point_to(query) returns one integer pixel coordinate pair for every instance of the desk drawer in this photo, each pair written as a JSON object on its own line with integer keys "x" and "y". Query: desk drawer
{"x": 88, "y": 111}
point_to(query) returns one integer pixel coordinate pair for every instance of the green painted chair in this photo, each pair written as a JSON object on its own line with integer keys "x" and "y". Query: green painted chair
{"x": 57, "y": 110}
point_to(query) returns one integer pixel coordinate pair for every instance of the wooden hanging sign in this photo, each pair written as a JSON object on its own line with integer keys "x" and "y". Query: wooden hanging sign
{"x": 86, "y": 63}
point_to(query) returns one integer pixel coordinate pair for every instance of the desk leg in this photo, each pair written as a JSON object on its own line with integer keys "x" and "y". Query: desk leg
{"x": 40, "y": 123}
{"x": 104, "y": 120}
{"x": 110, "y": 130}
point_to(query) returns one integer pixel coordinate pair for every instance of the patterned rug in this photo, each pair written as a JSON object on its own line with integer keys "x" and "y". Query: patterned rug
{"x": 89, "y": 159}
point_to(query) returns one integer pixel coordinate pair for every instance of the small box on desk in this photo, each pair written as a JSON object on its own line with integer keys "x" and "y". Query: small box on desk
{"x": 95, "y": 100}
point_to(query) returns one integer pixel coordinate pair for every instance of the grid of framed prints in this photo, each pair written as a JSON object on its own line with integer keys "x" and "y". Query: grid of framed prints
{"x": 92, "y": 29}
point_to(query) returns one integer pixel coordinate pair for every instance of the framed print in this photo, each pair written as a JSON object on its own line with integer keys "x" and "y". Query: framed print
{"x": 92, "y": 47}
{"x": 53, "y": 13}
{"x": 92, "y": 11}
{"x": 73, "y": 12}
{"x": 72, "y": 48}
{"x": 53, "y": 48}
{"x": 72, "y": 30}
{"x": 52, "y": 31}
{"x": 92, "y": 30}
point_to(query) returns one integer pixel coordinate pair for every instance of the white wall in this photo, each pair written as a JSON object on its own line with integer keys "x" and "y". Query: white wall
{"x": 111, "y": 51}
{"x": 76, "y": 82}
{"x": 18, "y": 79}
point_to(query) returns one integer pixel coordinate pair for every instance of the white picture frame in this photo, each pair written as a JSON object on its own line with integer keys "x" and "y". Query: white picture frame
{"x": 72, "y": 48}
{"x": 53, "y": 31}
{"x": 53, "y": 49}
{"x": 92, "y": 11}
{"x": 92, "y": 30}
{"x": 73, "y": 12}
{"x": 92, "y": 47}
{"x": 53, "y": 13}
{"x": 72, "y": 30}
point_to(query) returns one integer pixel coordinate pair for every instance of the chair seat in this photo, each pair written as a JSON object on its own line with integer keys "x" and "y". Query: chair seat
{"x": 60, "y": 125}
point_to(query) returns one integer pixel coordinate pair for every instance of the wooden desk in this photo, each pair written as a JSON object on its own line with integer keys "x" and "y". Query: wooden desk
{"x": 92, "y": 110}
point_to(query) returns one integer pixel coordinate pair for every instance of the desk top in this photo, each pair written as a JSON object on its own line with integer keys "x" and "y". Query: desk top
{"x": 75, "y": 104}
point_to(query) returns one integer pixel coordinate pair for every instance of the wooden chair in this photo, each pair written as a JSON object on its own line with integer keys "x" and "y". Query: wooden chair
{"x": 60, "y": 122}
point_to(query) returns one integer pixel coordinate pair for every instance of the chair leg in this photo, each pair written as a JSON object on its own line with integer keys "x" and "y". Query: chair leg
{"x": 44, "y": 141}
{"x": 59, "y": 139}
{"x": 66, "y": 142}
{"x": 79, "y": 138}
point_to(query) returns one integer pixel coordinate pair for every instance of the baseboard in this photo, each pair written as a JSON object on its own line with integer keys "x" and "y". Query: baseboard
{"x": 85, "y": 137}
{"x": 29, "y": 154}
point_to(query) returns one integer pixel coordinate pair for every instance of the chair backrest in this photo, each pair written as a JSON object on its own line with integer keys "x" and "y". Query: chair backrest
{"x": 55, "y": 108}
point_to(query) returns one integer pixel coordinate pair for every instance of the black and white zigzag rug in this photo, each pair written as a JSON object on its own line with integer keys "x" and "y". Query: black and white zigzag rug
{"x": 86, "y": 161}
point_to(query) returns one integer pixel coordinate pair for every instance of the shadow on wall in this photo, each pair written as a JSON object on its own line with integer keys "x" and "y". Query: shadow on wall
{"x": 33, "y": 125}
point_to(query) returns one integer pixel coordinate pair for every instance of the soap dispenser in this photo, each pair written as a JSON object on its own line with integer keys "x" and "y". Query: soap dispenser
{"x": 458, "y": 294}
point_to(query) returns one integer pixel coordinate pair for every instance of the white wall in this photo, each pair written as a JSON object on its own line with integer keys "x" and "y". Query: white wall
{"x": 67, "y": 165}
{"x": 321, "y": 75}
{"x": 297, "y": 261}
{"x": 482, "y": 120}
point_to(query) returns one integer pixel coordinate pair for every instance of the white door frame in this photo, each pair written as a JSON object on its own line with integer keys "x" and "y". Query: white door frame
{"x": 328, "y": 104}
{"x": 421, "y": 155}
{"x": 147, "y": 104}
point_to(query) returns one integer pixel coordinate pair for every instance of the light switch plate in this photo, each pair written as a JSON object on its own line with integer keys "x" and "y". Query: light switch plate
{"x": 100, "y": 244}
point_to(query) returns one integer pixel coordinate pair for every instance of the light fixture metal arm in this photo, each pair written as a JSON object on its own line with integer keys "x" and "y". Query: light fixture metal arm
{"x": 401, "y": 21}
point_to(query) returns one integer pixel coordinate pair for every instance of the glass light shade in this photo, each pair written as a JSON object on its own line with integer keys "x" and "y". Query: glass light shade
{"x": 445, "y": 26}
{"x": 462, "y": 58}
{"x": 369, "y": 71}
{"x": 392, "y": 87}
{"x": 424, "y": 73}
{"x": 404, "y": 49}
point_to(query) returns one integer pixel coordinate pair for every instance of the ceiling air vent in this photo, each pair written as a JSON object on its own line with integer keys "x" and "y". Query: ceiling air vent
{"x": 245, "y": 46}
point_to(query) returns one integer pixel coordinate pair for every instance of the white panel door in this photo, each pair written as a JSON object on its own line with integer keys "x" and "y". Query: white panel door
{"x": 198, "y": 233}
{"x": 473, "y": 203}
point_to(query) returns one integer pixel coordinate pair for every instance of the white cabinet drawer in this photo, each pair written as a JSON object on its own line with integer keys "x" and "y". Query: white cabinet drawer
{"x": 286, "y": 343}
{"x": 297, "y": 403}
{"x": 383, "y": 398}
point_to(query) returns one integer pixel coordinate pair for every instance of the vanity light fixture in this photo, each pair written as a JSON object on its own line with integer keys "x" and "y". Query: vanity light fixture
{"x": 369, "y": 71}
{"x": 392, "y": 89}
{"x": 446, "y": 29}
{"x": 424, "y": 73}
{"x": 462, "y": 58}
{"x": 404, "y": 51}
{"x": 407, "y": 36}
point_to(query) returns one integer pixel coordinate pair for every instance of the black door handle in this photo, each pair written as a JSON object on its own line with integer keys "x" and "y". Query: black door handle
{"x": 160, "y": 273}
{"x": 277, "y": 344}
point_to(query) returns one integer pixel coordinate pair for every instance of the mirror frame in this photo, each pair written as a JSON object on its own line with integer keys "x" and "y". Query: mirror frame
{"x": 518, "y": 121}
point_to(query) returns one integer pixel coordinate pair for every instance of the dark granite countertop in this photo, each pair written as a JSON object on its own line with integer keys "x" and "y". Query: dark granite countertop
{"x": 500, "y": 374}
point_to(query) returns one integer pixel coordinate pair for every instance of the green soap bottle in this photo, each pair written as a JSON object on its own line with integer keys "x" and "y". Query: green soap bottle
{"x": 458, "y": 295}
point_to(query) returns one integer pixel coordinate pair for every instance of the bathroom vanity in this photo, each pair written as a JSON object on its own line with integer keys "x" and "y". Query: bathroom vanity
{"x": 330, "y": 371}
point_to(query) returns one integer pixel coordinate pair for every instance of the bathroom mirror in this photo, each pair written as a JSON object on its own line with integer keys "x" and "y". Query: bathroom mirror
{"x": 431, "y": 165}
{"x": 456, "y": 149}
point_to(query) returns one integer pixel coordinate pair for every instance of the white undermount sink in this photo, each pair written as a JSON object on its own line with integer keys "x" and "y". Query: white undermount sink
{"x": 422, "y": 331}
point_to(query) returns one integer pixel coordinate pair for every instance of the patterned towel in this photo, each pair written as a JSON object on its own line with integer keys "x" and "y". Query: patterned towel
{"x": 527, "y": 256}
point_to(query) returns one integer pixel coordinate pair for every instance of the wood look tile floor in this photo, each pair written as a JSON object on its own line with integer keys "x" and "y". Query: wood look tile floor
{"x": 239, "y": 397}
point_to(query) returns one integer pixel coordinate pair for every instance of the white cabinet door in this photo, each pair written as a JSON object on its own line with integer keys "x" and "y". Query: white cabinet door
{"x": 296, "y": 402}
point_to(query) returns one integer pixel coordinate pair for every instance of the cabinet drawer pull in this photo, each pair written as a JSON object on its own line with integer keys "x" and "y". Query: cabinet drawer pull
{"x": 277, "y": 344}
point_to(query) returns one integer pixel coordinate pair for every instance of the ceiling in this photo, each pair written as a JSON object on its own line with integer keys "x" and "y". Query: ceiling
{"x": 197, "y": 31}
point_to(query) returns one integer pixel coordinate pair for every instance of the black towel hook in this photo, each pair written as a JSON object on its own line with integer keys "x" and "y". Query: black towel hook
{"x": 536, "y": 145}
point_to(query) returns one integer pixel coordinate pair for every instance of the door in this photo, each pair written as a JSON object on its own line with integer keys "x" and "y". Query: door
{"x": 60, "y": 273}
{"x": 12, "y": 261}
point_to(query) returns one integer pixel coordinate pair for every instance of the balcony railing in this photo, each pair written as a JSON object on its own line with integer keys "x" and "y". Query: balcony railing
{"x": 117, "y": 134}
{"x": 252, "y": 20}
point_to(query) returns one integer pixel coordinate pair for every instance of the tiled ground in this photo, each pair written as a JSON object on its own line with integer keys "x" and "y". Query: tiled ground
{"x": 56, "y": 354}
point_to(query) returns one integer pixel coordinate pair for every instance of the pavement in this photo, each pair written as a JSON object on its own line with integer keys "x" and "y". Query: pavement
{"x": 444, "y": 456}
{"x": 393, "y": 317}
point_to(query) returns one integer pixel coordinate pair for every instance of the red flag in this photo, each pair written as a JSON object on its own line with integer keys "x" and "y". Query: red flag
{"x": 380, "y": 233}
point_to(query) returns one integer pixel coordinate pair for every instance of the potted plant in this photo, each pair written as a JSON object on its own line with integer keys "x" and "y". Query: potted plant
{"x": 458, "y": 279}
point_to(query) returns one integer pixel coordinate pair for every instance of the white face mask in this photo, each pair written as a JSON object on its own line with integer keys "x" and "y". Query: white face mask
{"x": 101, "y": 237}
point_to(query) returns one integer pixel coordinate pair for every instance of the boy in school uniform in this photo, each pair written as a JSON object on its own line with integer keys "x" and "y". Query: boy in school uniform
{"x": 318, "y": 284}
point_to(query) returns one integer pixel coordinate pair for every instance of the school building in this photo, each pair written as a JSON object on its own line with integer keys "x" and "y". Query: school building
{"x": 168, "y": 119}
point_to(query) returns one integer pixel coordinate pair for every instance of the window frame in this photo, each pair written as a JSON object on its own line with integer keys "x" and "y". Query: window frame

§ §

ABOUT THIS TASK — After locating the line above that contains "Query: red flag", write out that line and every later one exactly, through the last line of the material, and nothing else.

EXERCISE ANSWER —
point_to(query) returns one integer pixel coordinate pair for every instance of the red flag in this photo, each pair written as a JSON object on its own line with integer keys "x" and "y". Query: red flag
{"x": 380, "y": 233}
point_to(query) returns one integer pixel coordinate pair for every instance of the potted plant in this photo, each pair written as a JSON object on its own line with integer keys "x" and "y". Query: potted plant
{"x": 458, "y": 279}
point_to(query) returns one integer pixel coordinate pair for every instance of the white face mask in this photo, each pair written as a JSON object on its own line with integer keys "x" and "y". Query: white face mask
{"x": 101, "y": 237}
point_to(query) returns one integer pixel coordinate pair for every instance of the boy in school uniform in this photo, each pair written as a JSON object on its own line with integer keys "x" and "y". Query: boy in school uniform
{"x": 318, "y": 284}
point_to(query) returns one integer pixel coordinate pair for every instance of the school building in this photo, each pair written as a JSON object on its own line with integer keys "x" and "y". Query: school building
{"x": 168, "y": 119}
point_to(query) returns one integer pixel coordinate pair for every instance of the window frame in this photo, each pair written as a JSON object on its own line with integer keys "x" and "y". Query: window frame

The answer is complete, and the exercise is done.